- [Aim of the task]: Count the lines in the listing below that contain the string "photo", treating uppercase and lowercase letters as different. Give only the number.

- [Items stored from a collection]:
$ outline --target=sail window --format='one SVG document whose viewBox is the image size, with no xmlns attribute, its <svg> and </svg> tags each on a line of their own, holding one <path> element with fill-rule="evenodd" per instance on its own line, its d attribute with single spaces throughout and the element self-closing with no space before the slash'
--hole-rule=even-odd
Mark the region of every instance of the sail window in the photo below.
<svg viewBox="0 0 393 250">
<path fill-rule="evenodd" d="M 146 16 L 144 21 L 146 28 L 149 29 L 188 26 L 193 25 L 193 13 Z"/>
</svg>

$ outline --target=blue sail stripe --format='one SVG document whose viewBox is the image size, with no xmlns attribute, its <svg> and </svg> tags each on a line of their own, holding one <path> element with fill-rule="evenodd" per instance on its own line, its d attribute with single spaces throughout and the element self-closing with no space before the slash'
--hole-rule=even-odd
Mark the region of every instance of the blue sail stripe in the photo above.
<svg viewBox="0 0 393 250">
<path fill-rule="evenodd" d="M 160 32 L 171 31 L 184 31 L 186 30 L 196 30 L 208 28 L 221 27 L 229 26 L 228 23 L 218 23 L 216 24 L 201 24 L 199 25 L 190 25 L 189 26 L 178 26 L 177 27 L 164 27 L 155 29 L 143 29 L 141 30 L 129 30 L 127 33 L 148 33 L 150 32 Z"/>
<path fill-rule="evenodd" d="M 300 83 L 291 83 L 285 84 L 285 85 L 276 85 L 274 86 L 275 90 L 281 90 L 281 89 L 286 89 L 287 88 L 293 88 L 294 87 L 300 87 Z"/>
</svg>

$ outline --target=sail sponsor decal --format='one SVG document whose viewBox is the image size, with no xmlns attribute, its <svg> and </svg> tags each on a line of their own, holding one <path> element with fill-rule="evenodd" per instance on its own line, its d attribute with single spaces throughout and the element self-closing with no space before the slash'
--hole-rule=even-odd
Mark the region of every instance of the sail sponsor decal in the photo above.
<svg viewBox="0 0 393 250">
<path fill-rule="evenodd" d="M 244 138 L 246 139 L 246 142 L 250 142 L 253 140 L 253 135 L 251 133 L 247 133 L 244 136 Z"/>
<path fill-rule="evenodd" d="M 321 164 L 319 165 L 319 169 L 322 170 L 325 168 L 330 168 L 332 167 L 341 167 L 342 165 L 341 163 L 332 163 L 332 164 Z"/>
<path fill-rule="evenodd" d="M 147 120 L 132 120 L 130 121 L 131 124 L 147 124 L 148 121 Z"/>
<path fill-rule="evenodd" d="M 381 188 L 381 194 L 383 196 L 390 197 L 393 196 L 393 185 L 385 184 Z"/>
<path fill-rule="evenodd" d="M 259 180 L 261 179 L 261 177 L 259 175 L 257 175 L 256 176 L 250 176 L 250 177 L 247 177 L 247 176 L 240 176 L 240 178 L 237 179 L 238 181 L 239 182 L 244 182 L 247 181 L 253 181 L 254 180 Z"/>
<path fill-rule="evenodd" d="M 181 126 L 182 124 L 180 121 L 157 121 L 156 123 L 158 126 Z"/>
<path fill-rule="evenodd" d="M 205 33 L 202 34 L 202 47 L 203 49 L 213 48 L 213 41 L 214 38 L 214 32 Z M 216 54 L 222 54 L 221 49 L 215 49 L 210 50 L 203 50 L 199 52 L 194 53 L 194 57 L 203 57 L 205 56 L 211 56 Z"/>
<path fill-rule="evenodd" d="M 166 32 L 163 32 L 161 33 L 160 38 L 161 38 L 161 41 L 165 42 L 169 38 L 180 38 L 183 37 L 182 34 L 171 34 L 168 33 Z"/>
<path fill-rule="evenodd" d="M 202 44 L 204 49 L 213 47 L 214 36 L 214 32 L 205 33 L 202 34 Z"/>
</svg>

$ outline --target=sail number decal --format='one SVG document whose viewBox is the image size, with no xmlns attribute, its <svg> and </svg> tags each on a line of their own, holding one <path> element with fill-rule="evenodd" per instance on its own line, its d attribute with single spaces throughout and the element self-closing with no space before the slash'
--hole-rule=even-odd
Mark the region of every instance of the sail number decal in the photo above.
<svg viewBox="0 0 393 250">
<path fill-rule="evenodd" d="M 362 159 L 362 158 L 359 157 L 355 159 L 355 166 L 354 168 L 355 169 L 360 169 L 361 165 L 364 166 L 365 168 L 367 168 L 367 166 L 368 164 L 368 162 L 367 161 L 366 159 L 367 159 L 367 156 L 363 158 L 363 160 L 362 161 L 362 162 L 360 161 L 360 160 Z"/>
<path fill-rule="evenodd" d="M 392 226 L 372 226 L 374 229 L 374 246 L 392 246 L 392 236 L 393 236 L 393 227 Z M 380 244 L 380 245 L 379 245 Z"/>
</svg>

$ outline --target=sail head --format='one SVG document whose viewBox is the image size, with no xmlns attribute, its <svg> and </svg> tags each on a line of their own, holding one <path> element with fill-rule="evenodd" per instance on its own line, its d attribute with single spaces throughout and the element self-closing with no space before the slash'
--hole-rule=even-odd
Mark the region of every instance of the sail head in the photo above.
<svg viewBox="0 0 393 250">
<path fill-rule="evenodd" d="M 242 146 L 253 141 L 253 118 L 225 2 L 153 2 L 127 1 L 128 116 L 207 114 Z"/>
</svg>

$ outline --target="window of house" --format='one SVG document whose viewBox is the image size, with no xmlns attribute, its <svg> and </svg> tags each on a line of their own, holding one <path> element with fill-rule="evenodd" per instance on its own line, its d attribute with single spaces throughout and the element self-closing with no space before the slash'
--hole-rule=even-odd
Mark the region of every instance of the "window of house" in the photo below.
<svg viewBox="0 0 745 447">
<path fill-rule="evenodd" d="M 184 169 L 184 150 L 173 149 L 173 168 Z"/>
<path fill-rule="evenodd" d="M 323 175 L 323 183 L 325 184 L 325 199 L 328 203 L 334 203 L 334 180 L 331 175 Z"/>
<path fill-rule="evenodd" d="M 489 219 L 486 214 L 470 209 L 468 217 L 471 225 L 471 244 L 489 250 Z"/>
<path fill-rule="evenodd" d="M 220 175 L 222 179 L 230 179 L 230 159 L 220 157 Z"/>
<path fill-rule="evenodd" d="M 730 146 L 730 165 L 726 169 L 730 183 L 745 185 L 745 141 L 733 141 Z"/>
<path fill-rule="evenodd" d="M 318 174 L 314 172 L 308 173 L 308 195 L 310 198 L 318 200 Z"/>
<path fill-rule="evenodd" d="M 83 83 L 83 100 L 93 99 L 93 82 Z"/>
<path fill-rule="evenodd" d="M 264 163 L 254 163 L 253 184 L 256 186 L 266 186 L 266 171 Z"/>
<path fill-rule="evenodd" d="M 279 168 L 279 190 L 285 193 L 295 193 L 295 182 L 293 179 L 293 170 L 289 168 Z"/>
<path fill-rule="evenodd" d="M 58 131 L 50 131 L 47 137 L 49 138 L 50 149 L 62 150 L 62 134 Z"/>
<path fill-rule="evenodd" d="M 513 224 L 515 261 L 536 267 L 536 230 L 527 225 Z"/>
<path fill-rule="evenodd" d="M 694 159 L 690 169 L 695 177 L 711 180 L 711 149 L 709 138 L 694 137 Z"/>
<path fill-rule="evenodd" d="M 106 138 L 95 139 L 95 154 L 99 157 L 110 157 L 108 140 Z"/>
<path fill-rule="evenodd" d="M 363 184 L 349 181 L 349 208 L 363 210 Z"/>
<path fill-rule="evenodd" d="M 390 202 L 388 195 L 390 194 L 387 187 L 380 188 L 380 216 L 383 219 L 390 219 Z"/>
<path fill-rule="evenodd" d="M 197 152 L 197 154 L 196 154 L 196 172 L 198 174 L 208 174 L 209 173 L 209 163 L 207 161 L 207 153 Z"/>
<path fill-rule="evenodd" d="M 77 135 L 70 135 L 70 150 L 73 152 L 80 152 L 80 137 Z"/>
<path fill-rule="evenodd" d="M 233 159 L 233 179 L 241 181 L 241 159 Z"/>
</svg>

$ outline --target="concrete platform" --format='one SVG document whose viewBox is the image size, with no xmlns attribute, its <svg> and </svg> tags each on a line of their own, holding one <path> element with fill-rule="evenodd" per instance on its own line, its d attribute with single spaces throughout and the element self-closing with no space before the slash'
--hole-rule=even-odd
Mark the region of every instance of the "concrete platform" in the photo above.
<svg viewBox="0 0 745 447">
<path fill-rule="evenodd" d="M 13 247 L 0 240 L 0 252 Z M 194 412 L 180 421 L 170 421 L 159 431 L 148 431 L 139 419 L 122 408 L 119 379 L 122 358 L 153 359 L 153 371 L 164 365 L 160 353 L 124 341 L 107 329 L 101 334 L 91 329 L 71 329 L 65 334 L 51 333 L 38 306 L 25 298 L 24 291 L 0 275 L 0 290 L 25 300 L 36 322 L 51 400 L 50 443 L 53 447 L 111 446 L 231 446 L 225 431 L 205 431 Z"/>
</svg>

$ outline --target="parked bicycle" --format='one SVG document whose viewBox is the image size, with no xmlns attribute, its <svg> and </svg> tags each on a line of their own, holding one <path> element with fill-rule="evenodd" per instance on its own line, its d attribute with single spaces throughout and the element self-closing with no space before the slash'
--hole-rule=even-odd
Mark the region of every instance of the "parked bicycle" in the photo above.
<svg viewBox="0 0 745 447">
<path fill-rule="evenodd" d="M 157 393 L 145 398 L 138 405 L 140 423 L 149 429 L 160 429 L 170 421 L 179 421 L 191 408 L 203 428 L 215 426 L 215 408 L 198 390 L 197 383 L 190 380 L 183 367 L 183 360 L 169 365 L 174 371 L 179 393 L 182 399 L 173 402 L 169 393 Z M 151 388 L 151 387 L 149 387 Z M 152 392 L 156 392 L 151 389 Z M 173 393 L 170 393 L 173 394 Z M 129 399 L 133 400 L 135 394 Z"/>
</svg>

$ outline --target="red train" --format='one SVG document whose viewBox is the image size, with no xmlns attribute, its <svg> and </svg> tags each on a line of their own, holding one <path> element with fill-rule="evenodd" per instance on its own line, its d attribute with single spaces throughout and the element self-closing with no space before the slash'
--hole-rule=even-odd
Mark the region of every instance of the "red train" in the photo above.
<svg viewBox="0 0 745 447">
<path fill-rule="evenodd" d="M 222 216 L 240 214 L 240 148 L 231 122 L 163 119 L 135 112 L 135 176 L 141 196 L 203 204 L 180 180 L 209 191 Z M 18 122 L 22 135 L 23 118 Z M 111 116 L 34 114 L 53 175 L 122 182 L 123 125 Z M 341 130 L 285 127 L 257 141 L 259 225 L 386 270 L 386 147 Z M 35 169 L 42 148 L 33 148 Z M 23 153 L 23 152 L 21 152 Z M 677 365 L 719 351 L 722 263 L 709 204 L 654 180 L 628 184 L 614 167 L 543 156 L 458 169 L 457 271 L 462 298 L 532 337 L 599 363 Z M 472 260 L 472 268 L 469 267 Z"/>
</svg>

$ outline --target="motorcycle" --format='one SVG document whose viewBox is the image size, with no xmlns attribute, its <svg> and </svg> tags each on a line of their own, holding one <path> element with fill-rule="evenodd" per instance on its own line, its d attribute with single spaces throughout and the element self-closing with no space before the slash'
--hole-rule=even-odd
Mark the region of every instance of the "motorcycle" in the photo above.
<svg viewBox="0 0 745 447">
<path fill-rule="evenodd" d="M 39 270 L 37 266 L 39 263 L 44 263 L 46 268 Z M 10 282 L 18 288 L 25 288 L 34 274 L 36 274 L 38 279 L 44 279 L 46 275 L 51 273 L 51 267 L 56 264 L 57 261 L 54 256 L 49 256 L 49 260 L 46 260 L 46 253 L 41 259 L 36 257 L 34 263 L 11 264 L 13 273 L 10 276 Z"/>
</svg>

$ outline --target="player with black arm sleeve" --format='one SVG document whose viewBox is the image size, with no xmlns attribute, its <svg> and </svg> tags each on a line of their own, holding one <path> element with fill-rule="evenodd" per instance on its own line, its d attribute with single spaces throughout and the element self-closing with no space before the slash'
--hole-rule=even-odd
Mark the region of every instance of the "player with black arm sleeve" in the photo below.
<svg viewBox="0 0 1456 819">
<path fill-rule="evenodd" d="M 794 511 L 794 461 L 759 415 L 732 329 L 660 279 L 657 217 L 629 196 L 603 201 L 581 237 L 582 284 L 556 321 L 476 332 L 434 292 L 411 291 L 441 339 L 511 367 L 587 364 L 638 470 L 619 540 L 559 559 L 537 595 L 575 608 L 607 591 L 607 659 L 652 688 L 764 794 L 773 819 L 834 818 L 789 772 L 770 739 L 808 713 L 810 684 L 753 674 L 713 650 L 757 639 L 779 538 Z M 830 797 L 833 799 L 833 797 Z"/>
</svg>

- [The reply]: 11